— Work instructions —
Find the line containing "of the deep", then output it and every line after it through the end of the listing below, exactly as written.

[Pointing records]
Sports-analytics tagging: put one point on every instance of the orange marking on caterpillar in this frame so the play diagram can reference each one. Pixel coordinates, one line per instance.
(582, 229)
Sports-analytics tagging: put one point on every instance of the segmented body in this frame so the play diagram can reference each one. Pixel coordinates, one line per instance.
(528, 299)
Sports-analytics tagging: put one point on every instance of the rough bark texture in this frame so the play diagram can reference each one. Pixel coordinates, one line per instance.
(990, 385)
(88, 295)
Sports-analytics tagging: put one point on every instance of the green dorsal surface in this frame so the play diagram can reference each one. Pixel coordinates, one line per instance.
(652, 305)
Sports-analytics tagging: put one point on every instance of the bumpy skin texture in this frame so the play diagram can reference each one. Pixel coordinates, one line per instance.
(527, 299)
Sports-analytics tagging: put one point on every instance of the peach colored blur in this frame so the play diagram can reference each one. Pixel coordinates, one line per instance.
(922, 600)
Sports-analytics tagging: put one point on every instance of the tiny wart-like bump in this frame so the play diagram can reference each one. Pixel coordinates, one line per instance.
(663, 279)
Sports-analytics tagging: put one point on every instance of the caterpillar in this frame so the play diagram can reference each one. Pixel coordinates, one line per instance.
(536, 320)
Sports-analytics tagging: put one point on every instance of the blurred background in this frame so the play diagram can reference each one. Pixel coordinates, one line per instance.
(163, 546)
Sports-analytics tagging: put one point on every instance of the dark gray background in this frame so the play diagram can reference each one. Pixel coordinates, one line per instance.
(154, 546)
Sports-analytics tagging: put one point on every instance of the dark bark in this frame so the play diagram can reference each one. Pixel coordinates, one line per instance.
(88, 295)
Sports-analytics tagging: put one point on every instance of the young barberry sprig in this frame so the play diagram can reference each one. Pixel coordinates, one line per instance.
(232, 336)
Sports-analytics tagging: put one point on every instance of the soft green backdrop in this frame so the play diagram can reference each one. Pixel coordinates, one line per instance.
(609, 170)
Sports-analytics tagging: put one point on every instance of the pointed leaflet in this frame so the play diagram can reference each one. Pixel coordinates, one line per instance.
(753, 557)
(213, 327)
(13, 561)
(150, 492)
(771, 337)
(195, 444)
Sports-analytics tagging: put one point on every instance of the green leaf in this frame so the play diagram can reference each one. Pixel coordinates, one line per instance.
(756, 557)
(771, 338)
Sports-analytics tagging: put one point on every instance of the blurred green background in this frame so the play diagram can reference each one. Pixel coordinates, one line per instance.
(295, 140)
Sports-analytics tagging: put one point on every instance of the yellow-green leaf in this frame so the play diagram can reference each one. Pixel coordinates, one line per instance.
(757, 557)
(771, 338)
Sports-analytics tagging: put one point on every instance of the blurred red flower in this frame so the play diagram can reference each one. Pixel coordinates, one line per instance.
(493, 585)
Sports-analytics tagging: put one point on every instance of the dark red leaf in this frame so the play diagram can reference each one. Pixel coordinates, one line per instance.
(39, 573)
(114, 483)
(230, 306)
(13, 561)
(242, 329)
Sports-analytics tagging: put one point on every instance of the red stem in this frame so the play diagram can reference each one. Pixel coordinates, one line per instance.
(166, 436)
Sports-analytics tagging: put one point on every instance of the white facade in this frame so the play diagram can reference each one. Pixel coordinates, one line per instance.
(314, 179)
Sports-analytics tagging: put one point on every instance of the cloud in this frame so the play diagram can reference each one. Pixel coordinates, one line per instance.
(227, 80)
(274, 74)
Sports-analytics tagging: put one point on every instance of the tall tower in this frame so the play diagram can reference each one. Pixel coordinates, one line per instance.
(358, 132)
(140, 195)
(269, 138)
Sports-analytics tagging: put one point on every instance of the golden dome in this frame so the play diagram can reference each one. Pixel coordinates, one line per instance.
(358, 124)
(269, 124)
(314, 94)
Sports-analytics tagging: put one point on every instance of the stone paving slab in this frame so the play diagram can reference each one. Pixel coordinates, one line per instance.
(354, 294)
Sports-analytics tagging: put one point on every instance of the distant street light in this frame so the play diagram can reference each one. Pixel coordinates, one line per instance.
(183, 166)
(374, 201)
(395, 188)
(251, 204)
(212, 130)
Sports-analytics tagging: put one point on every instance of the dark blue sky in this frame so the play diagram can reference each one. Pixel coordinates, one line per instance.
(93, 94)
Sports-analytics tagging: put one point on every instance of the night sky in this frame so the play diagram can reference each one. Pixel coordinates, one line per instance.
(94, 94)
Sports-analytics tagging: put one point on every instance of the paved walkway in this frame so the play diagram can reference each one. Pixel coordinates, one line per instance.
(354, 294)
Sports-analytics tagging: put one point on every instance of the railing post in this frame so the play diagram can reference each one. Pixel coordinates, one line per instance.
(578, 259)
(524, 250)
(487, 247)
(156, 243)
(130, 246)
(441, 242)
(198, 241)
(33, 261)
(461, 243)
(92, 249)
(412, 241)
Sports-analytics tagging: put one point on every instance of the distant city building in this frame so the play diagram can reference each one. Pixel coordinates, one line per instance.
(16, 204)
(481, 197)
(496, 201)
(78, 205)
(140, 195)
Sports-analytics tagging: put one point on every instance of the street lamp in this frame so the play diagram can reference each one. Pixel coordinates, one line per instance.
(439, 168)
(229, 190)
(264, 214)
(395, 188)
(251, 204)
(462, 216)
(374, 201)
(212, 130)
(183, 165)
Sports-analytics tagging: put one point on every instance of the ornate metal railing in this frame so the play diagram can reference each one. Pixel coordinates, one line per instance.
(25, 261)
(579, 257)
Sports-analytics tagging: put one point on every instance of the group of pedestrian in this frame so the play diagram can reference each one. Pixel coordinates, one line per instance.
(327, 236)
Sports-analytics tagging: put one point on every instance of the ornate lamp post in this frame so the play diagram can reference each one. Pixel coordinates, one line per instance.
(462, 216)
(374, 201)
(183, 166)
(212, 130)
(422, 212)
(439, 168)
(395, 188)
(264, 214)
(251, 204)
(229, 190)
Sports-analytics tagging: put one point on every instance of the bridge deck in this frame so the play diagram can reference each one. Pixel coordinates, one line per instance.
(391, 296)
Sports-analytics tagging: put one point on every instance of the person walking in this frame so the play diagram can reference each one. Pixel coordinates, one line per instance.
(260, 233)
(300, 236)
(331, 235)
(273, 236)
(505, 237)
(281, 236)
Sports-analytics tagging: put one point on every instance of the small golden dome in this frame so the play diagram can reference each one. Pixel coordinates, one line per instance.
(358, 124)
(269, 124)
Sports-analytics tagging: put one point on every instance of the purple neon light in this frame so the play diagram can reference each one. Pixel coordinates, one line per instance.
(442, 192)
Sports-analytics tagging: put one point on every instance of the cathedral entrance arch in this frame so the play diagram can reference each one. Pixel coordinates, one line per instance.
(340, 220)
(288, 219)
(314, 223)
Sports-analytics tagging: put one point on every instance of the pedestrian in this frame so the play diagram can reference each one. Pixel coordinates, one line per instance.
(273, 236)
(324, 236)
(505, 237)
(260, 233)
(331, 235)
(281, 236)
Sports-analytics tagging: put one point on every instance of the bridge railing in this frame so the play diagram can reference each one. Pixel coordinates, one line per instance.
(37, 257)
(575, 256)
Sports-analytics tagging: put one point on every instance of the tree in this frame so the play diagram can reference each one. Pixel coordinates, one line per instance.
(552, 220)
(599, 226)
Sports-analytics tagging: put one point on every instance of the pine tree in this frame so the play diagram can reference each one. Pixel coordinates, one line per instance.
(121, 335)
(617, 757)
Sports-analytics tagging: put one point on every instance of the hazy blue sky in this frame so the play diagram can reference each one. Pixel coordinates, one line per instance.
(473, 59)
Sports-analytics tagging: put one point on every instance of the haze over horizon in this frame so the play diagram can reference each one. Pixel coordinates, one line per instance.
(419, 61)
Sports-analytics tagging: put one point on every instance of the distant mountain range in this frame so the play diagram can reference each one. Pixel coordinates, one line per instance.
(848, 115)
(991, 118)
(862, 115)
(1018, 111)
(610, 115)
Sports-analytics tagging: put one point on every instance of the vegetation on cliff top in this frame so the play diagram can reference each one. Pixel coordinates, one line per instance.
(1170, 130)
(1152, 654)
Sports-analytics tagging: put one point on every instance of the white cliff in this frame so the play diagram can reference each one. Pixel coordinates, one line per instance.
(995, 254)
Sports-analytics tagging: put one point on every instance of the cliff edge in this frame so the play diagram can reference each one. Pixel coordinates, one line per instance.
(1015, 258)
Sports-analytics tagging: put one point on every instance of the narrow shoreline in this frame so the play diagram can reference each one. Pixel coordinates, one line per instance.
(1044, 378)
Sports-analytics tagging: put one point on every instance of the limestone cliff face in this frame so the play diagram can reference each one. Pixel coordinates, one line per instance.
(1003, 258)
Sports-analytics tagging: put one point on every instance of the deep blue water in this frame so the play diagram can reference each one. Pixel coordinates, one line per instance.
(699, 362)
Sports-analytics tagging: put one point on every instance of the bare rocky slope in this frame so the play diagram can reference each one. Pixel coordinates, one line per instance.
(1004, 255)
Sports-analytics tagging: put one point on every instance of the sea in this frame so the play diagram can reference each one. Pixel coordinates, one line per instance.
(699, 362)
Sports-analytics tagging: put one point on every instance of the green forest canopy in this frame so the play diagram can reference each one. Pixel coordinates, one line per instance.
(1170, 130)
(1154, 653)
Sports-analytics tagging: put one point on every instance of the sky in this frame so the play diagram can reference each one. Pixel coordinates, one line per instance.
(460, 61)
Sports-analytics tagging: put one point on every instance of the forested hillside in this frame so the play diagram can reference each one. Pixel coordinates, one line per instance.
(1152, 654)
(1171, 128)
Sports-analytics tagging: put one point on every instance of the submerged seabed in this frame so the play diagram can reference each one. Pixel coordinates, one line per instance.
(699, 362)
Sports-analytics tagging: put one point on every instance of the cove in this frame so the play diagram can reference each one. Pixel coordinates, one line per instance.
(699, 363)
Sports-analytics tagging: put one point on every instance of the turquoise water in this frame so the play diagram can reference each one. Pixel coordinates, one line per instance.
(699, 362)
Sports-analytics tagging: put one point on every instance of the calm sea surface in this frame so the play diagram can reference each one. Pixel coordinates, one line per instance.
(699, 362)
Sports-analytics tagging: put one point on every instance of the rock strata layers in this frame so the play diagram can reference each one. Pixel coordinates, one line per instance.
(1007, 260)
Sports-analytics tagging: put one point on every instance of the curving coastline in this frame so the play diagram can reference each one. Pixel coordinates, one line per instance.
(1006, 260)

— Written answer —
Sports-analytics tagging: put one point on every instance of the deep blue water in this frame so the play diagram can reference each one. Pixel coordinates, one line per instance.
(699, 362)
Sports-analytics tagging: put one point on every instance of the bare rocky slope in this frame so the play diagram can reference each one. Pixel coordinates, one line per instance.
(1004, 255)
Sports-analytics tagging: put one point on every instance of the sea in this frame so the play diagram can reference each one. Pixel coordinates, one line per instance.
(699, 362)
Sports-analytics tagging: put one point on every instance of the green forest canopy in this frame so the play diagram can reference each one. Pixel coordinates, one line per instance.
(1170, 130)
(1154, 653)
Sports-analytics tagging: put one point on every instance of the sky in this frame so the play diagram can reference each one. Pixel coordinates, one line per instance.
(460, 61)
Sports-analytics tagging: put one point on every instance of the forested hillside in this frame so the play diagram can reference each one. Pixel coordinates, one line per instance.
(1152, 654)
(1171, 128)
Sports-analytics tagging: put one point on every instance of the submerged seabed in this frame so the play diagram can reference each one. Pixel coordinates, one line per instance.
(699, 362)
Sports-analytics tagging: put one point on every instance of the cove in this frame so the play diagram can reference each one. Pixel coordinates, one line per instance.
(699, 363)
Sports-analytics tagging: put one point on every instance of the turquoise water in this frame so the play diagram can reference each one. Pixel coordinates, one line per instance.
(699, 362)
Sports-analytics tagging: put one point on every instance of the calm sea surface in this frame so the play diagram can reference each one. Pixel coordinates, one line per instance.
(699, 362)
Sports-analytics tagging: put one point on every instance of the rock strata layers in this frame so the play diagram can reference each one. Pixel coordinates, one line per instance.
(1007, 260)
Sports-analytics tagging: put one point on every instance of the curving coastline in this frame so the play diagram can reference each one. Pixel coordinates, one line per instance.
(1006, 260)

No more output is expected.